Passage provided:
■ ■ ■ ■ ■
Internet Mormonism vs. Chapel Mormonism
Has The Church of Jesus Christ of Latter-day Saints
split into two different religions (without even knowing it)?
The enormous popularity of the Internet has brought a vast amount of information into the hands of a great many people--information that, until recently, could only be accessed through inconvenient trips to far-flung libraries and archival repositories. Nowadays, a simple visit to google.com places nearly any sort of information into the hands of the average user with only a few keystrokes.
This has meant that a great deal of information regarding Mormonism's early history and prior beliefs are now widely available--information which was, until the advent of the Internet, largely unknown by the average member. Therefore, apologists for the Church of Jesus Christ of Latter-day Saints are no longer able to just ignore certain issues and hope they go away. They must now deal with virtually all the controversial aspects of Mormonism, since increasing numbers of LDS members are becoming aware of these issues.
A typical apologetic ploy is the "that was only his opinion" tactic. By reminding readers that Mormonism never claimed its leaders to be infallible, any controversial or repugnant teaching of yesteryear--such as the Adam-God doctrine--can be dismissed as being only the prophet's opinion. Nowadays, with knowledge of such historical items becoming more and more widespread, that tactic has been put into "overdrive." Similarly, apologists are now spending a lot of time reminding readers that prophets in the Bible did and said many foolish things, so it would be absurd to hold modern prophets to a higher standard.
In this way, apologists have collectively (and perhaps inadvertently) redefined what most Mormons have been taught regarding the role and importance of prophets. Unfortunately, and perhaps most importantly, the prophets themselves have never defined their own role the way the apologists have. Therefore, a dichotomy has been created: Mormonism as interpreted by the apologists, and Mormonism as interpreted by the average member and by the prophets themselves.
These two different schools of thought are typically encountered in separate venues. Since Mormonism's controversial issues are widely and freely discussed on the Internet, many apologists likewise seek to make their own views and interpretations known via the Internet. By the same token, Mormonism's chapels are settings for religious instruction and ordinances--as opposed to places for debate or argument--so only official teachings are shared therein. Therefore, the adherents of these separate schools of thought can be termed "Internet Mormons" and "Chapel Mormons"--not because of the only places they inhabit, of course, but because of the places one is most likely to encounter them. Lest anyone be confused, I also acknowledge that Internet Mormonism--at least in its embryonic form--has been around much longer than the Internet itself has. Again, the name "Internet Mormonism" merely calls attention to the place at which one is most likely to encounter this brand of Mormon thought. It also pays tribute to the fact that the Internet was the catalyst for the recent explosion of this particular brand of Mormonism.
■ ■ ■ ■ ■
Records:

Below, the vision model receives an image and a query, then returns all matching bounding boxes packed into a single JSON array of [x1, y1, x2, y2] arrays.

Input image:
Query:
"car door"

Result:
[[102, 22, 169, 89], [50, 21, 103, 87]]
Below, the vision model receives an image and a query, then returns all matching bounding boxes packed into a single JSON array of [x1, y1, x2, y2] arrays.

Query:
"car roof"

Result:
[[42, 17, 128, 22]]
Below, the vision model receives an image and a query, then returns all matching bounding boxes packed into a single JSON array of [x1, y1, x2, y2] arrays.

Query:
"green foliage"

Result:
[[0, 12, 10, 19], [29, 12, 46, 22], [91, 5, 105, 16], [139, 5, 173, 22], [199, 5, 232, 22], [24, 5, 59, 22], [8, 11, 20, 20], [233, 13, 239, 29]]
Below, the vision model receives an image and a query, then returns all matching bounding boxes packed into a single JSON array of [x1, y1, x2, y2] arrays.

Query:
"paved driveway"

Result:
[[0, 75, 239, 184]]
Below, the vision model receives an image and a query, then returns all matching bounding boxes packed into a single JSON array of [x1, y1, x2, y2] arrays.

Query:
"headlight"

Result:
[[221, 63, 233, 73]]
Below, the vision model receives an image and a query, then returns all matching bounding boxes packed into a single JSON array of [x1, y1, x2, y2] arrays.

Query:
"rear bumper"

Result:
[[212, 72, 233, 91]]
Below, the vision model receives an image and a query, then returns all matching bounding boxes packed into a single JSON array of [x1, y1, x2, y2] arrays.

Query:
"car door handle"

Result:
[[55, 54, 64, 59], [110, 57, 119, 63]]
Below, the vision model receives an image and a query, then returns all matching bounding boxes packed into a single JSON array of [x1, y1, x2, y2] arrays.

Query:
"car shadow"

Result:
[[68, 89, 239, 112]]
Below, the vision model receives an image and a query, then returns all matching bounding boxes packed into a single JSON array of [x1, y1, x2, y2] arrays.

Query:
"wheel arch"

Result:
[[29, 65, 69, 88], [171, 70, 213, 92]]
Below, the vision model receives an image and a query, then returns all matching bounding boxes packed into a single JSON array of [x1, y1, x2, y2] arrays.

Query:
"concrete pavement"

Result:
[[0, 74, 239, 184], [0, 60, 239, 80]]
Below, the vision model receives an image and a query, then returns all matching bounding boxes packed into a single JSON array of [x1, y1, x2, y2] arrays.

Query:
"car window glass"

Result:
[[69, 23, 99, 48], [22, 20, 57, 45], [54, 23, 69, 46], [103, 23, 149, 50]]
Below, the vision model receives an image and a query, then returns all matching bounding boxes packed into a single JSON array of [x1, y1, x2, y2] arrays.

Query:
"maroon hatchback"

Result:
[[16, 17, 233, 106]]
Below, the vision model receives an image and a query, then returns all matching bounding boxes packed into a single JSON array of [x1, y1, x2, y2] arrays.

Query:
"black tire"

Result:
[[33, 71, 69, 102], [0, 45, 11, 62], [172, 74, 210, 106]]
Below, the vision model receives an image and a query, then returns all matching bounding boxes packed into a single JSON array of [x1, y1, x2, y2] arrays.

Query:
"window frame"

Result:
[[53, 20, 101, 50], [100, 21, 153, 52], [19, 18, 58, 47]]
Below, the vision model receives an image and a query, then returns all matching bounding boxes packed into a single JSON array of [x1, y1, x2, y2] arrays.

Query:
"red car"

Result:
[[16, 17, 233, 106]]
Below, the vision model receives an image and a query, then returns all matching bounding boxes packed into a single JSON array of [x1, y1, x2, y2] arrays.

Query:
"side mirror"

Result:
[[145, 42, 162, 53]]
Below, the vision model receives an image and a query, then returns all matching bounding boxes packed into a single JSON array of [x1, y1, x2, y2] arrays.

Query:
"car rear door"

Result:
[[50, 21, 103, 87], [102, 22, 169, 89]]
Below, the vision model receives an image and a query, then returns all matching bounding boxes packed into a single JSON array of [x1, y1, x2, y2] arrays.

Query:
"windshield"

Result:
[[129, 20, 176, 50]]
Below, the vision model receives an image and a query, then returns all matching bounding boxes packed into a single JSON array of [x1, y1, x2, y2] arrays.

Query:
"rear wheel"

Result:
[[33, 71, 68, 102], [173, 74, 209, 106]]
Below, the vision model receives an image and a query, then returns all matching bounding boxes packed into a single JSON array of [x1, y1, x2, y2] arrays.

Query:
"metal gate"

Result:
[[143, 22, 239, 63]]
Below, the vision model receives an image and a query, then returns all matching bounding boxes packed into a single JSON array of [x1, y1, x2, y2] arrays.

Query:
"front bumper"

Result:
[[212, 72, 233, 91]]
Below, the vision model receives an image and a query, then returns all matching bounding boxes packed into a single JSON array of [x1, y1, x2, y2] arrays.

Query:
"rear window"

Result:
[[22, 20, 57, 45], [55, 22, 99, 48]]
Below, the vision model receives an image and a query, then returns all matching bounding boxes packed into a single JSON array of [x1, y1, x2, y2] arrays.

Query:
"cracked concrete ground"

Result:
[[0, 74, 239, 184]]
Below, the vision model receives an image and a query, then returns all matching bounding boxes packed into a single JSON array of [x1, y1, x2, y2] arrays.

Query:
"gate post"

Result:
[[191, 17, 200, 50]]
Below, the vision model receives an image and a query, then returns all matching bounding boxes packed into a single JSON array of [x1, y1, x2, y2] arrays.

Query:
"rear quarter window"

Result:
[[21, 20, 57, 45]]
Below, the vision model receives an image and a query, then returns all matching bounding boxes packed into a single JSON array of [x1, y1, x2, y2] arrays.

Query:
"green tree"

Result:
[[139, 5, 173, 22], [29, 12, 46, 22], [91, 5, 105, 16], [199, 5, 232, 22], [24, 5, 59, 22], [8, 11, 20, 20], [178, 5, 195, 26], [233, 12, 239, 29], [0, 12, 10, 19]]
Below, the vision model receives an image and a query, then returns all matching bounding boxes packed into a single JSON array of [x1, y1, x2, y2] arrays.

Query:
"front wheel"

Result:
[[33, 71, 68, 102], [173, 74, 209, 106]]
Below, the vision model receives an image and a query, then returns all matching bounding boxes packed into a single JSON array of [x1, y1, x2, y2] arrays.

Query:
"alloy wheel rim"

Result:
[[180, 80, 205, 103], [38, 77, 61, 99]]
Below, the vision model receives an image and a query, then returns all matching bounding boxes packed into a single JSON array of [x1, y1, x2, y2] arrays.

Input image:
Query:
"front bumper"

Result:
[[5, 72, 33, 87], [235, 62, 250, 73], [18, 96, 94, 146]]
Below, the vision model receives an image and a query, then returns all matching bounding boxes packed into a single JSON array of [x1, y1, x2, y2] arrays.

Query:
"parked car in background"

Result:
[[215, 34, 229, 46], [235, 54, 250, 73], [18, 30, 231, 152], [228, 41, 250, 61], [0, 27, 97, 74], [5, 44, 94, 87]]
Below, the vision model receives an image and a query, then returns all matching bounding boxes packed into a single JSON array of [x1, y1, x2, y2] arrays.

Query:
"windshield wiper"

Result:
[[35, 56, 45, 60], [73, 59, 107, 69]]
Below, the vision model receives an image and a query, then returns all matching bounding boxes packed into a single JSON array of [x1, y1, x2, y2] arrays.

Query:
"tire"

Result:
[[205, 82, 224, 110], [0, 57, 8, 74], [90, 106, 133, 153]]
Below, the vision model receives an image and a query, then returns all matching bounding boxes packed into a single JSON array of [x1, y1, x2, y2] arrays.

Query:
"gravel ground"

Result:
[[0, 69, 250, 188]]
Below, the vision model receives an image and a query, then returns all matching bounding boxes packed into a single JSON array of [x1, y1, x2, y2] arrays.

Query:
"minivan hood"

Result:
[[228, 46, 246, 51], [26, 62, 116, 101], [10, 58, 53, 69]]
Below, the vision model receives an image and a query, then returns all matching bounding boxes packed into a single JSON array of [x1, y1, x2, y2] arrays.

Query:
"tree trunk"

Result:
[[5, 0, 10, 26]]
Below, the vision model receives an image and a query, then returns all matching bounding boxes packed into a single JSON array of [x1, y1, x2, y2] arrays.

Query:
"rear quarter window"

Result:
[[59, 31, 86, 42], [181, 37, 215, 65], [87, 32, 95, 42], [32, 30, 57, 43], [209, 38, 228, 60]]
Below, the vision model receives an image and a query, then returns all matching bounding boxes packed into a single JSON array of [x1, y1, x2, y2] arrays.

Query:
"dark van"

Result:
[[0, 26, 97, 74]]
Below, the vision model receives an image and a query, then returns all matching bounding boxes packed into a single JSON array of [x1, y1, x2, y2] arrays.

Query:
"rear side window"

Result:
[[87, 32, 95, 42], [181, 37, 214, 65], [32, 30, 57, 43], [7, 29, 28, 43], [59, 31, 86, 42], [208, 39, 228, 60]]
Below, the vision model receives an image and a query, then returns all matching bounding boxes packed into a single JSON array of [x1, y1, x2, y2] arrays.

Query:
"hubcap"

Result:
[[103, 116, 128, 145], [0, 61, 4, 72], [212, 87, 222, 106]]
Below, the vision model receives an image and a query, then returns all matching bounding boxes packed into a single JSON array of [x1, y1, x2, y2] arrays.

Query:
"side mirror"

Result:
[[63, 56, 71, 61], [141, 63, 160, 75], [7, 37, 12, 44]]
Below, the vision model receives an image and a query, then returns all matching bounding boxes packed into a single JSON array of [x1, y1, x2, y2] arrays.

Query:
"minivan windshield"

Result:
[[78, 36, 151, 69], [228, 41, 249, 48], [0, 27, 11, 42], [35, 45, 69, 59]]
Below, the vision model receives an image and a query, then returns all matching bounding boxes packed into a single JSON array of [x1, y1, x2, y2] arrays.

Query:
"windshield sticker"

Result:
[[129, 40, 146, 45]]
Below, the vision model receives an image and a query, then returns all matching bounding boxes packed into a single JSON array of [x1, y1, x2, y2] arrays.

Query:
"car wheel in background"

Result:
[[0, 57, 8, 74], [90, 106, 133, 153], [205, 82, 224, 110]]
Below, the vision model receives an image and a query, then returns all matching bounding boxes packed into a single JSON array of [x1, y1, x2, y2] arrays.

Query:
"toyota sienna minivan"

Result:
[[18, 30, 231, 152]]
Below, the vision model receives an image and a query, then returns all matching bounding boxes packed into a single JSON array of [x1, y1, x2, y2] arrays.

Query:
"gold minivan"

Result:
■ ■ ■ ■ ■
What you are asked to do: Write out the passage of the Internet Mormonism text starting with "The enormous popularity" and going on through "a few keystrokes.". The records are separate material, unrelated to the text.

Result:
The enormous popularity of the Internet has brought a vast amount of information into the hands of a great many people--information that, until recently, could only be accessed through inconvenient trips to far-flung libraries and archival repositories. Nowadays, a simple visit to google.com places nearly any sort of information into the hands of the average user with only a few keystrokes.